▶ **ACTIVITY**:
Which lines make up the answer? Those from the line with "138H28L30 151L26 152V188H33L30" through the end of the data; reproduce them exactly.

====== DATASET EXCERPTS ======

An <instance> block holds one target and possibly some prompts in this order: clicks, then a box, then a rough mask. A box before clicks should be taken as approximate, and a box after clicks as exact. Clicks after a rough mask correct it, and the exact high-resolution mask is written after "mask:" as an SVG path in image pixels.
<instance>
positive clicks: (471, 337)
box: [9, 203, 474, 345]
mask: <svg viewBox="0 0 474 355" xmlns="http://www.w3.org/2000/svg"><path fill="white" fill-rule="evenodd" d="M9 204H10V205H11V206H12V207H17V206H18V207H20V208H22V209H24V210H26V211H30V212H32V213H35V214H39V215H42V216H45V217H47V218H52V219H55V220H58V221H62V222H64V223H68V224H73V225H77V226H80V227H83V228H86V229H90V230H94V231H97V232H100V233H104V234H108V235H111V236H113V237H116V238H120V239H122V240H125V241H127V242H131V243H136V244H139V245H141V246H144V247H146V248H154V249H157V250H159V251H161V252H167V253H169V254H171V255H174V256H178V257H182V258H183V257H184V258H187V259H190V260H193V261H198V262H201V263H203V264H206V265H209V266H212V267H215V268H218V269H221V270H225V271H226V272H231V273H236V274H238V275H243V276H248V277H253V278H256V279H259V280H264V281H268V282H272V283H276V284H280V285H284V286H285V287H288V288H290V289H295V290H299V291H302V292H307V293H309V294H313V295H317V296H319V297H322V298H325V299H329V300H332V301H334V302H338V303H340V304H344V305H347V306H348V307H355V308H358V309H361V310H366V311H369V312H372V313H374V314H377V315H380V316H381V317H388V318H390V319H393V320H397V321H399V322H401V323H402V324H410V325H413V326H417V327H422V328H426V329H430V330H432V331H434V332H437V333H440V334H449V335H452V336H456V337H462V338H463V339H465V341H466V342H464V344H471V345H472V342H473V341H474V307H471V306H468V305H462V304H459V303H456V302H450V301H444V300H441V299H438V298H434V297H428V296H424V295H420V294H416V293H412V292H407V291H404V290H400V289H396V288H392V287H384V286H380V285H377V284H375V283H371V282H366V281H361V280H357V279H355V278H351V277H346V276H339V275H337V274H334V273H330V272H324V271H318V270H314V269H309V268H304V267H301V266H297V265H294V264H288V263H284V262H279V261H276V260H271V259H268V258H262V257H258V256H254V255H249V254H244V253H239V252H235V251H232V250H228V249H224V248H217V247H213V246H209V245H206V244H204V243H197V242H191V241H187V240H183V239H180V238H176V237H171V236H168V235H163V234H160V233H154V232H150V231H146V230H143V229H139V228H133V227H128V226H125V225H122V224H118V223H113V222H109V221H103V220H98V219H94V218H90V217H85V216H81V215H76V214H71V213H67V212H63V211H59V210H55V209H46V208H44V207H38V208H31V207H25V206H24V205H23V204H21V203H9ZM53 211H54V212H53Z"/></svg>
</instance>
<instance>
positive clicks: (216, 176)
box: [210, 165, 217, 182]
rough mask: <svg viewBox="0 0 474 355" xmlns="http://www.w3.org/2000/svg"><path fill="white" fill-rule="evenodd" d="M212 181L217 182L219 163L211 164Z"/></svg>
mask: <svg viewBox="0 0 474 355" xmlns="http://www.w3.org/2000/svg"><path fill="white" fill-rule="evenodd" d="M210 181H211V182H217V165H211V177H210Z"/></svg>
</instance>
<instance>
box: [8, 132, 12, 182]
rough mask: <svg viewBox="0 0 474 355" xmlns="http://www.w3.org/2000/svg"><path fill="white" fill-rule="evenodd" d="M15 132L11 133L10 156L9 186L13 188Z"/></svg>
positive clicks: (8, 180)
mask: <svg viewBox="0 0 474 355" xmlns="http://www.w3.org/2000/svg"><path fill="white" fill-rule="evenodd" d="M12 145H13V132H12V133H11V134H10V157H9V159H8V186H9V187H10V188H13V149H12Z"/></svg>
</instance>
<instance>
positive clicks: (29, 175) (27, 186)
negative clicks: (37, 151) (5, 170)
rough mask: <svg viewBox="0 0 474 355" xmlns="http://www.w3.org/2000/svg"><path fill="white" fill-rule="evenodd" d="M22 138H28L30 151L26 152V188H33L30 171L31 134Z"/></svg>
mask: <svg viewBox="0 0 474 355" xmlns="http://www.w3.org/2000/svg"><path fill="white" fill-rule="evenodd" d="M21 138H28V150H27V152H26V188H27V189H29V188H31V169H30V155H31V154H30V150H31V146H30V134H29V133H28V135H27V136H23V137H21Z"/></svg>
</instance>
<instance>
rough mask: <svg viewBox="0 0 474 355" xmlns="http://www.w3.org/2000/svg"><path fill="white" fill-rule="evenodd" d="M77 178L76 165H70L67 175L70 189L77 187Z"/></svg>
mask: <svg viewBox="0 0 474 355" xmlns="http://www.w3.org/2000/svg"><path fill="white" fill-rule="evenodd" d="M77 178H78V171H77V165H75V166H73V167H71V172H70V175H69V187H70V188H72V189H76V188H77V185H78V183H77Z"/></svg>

======

▶ **RESPONSE**:
rough mask: <svg viewBox="0 0 474 355" xmlns="http://www.w3.org/2000/svg"><path fill="white" fill-rule="evenodd" d="M22 138H28L30 151L26 152V188H33L30 171L31 134Z"/></svg>
mask: <svg viewBox="0 0 474 355" xmlns="http://www.w3.org/2000/svg"><path fill="white" fill-rule="evenodd" d="M21 138H28V150H27V152H26V188H27V189H29V188H31V169H30V155H31V154H30V150H31V146H30V134H29V133H28V135H27V136H23V137H21Z"/></svg>
</instance>
<instance>
rough mask: <svg viewBox="0 0 474 355" xmlns="http://www.w3.org/2000/svg"><path fill="white" fill-rule="evenodd" d="M77 178L76 165H70L67 175L70 189L77 187Z"/></svg>
mask: <svg viewBox="0 0 474 355" xmlns="http://www.w3.org/2000/svg"><path fill="white" fill-rule="evenodd" d="M77 178H78V171H77V165H75V166H73V167H71V172H70V175H69V187H70V188H72V189H76V188H77V185H78V183H77Z"/></svg>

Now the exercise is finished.